**Task prompt**
Report every line of the listing below that contains the word "patch", treating uppercase and lowercase letters as different.

Listing from a point labeling set:
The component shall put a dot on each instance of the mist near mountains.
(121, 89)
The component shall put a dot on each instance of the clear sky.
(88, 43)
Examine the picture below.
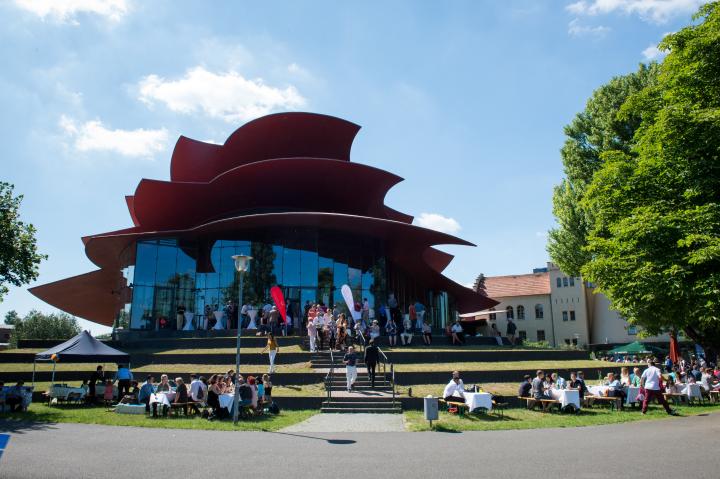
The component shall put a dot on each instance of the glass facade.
(309, 265)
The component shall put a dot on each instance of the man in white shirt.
(650, 381)
(455, 390)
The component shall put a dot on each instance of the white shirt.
(652, 378)
(454, 389)
(195, 387)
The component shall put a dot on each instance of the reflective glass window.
(145, 263)
(166, 265)
(309, 268)
(291, 267)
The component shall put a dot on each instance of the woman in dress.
(272, 349)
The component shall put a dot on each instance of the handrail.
(329, 376)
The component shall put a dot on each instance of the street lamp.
(242, 262)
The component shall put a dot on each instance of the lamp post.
(242, 262)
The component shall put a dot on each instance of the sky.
(466, 100)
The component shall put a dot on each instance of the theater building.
(283, 190)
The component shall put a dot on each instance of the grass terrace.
(99, 415)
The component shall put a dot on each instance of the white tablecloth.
(226, 401)
(476, 400)
(252, 313)
(162, 398)
(63, 391)
(566, 397)
(219, 317)
(692, 391)
(188, 322)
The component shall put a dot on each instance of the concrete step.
(358, 410)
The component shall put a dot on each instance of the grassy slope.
(98, 415)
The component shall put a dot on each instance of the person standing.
(272, 349)
(510, 331)
(124, 377)
(650, 382)
(350, 361)
(372, 354)
(97, 376)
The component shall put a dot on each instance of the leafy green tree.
(19, 259)
(654, 242)
(36, 325)
(595, 130)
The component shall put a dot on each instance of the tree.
(654, 241)
(36, 325)
(594, 131)
(19, 259)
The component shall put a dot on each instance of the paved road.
(685, 447)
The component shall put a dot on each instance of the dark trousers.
(656, 394)
(123, 388)
(371, 372)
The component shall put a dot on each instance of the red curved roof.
(289, 169)
(281, 135)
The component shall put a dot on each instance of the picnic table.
(478, 400)
(566, 397)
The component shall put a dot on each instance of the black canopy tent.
(83, 348)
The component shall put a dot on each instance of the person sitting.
(146, 390)
(537, 390)
(427, 333)
(615, 388)
(525, 387)
(455, 389)
(457, 334)
(109, 393)
(181, 395)
(15, 396)
(406, 335)
(625, 376)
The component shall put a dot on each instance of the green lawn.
(524, 419)
(99, 415)
(588, 365)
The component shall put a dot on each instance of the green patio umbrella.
(636, 348)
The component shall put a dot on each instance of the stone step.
(358, 410)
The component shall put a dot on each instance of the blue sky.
(465, 99)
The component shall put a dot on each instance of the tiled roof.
(517, 285)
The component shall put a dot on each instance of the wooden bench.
(461, 406)
(614, 402)
(547, 404)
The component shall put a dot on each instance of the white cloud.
(653, 53)
(66, 10)
(93, 136)
(656, 11)
(228, 96)
(577, 30)
(438, 222)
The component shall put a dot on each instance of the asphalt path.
(678, 447)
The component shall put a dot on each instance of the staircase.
(363, 398)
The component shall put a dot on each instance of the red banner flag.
(279, 300)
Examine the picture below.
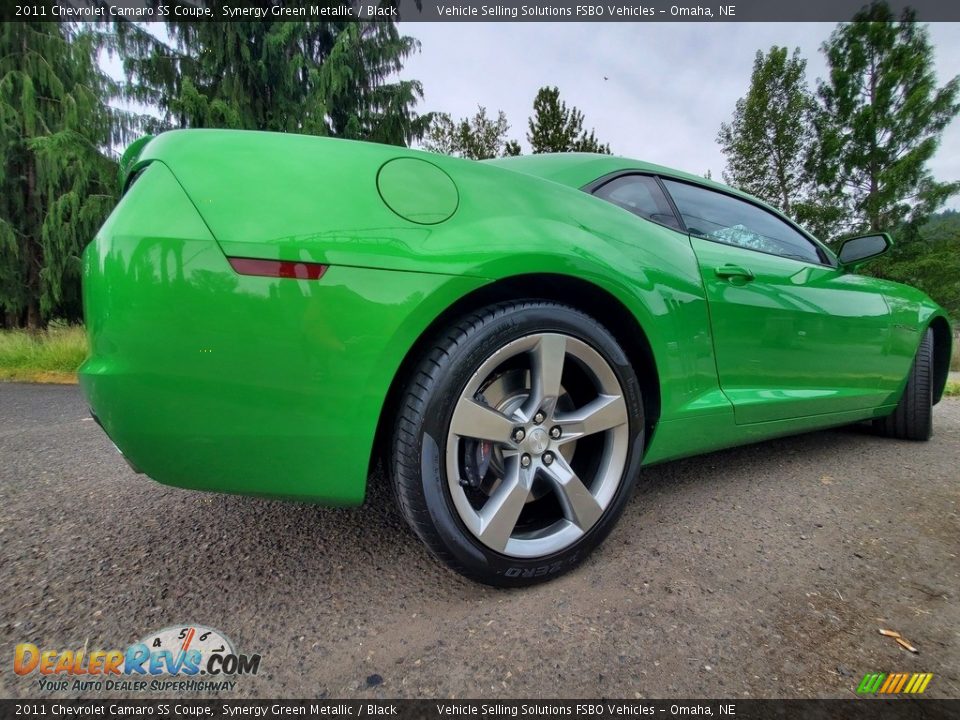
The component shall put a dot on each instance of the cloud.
(668, 86)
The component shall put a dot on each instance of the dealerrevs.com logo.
(187, 658)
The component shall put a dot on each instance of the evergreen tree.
(556, 128)
(767, 140)
(477, 138)
(881, 120)
(56, 184)
(316, 78)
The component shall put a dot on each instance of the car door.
(794, 335)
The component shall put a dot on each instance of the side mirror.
(856, 250)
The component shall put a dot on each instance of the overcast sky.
(669, 85)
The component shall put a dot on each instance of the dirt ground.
(763, 571)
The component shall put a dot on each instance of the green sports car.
(274, 314)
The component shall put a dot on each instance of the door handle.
(733, 271)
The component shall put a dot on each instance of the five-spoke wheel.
(518, 442)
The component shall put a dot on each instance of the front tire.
(913, 417)
(518, 442)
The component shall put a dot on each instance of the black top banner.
(862, 709)
(464, 10)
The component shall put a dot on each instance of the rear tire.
(505, 511)
(913, 417)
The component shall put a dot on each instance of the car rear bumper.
(211, 380)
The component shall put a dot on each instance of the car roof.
(579, 169)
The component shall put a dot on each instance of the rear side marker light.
(278, 268)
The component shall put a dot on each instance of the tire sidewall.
(461, 364)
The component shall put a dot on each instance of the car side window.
(641, 195)
(724, 218)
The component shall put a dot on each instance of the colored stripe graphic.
(894, 683)
(871, 682)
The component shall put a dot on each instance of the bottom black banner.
(852, 709)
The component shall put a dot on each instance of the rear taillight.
(278, 268)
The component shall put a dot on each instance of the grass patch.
(49, 356)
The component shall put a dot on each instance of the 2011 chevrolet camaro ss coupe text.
(271, 314)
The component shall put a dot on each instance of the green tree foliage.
(317, 78)
(928, 257)
(556, 128)
(476, 138)
(767, 142)
(881, 119)
(56, 184)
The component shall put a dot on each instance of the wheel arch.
(581, 294)
(942, 346)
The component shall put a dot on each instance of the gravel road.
(763, 571)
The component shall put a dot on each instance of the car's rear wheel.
(913, 417)
(518, 442)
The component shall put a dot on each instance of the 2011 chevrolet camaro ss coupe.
(273, 314)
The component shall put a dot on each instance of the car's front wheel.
(913, 417)
(518, 442)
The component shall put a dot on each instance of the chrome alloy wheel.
(537, 445)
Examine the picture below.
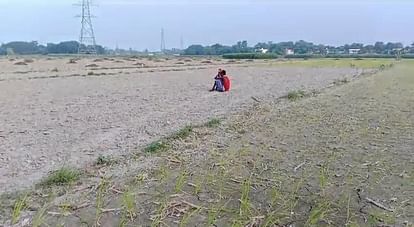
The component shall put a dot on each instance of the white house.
(263, 50)
(354, 51)
(289, 52)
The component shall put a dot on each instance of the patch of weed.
(183, 133)
(18, 207)
(212, 123)
(157, 146)
(295, 95)
(105, 160)
(62, 176)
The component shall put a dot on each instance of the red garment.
(226, 83)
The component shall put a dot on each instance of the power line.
(87, 41)
(182, 43)
(162, 40)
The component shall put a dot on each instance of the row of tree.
(68, 47)
(300, 47)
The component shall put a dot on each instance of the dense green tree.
(195, 50)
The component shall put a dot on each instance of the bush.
(157, 146)
(63, 176)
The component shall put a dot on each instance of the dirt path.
(70, 121)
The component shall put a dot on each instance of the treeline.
(309, 56)
(19, 47)
(301, 48)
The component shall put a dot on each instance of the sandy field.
(54, 113)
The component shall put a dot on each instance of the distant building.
(289, 52)
(354, 51)
(262, 50)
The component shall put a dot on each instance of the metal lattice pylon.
(87, 42)
(162, 41)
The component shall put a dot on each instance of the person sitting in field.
(218, 82)
(226, 80)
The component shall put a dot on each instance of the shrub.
(62, 176)
(157, 146)
(294, 95)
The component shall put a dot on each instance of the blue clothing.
(219, 85)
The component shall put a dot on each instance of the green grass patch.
(183, 133)
(157, 146)
(212, 123)
(64, 176)
(295, 95)
(18, 207)
(105, 160)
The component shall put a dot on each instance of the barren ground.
(55, 114)
(341, 156)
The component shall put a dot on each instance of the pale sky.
(137, 23)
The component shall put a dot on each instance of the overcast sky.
(137, 23)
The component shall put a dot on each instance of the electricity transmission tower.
(162, 41)
(87, 42)
(182, 43)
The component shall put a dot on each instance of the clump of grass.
(342, 81)
(318, 213)
(19, 205)
(40, 216)
(104, 160)
(295, 95)
(181, 180)
(129, 205)
(245, 198)
(212, 123)
(62, 176)
(157, 146)
(183, 133)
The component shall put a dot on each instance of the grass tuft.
(183, 133)
(295, 95)
(19, 206)
(155, 147)
(212, 123)
(105, 160)
(62, 176)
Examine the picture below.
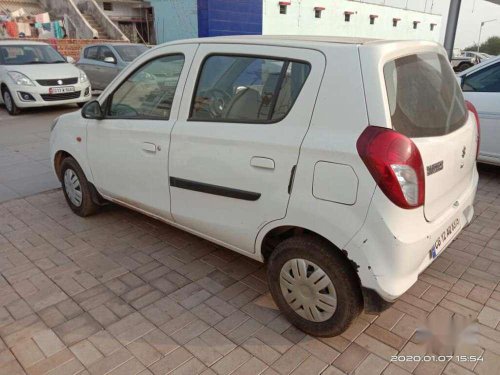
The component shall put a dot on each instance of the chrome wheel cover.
(7, 99)
(72, 187)
(308, 290)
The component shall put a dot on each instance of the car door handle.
(261, 162)
(149, 147)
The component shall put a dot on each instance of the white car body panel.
(344, 93)
(200, 152)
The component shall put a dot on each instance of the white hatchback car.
(347, 165)
(481, 86)
(34, 74)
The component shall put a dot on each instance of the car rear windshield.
(424, 97)
(130, 52)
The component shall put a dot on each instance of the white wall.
(122, 10)
(300, 20)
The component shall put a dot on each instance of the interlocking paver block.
(132, 295)
(86, 352)
(130, 328)
(77, 329)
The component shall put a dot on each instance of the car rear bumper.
(39, 96)
(394, 246)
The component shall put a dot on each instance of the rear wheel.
(314, 286)
(77, 190)
(10, 105)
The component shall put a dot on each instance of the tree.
(490, 46)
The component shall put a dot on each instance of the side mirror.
(110, 59)
(92, 110)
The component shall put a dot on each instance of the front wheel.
(9, 102)
(314, 286)
(77, 190)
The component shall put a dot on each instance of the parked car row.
(348, 166)
(34, 74)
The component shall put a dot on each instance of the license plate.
(445, 238)
(61, 90)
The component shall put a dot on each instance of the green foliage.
(490, 46)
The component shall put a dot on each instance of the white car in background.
(34, 74)
(346, 165)
(481, 86)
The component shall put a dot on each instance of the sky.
(472, 13)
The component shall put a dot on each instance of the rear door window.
(247, 89)
(485, 80)
(424, 97)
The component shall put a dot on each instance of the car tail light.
(473, 109)
(395, 163)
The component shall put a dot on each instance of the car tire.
(323, 263)
(10, 104)
(77, 190)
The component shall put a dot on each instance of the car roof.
(276, 39)
(21, 42)
(481, 65)
(298, 41)
(113, 44)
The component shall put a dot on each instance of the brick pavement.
(119, 293)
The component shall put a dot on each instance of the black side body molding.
(214, 189)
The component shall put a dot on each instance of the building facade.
(133, 17)
(180, 19)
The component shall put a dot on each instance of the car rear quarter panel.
(338, 120)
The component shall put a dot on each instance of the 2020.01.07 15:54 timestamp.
(436, 358)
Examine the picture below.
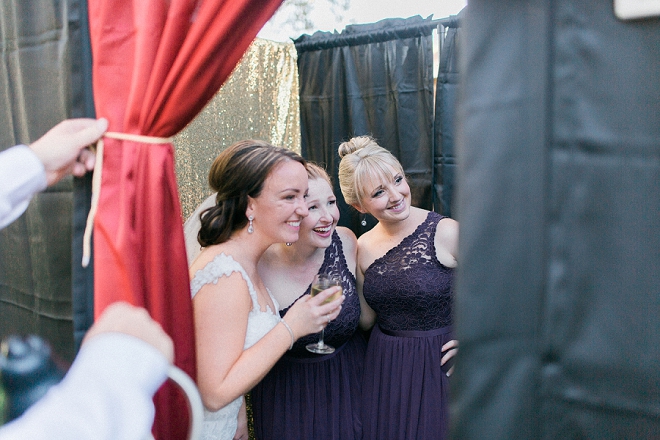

**Exercise solution**
The component shall put a dot on each instance of the grass patch.
The component shall put a dot on each instance of the patch of weed.
The component shall put a dot on each instance of the green grass patch.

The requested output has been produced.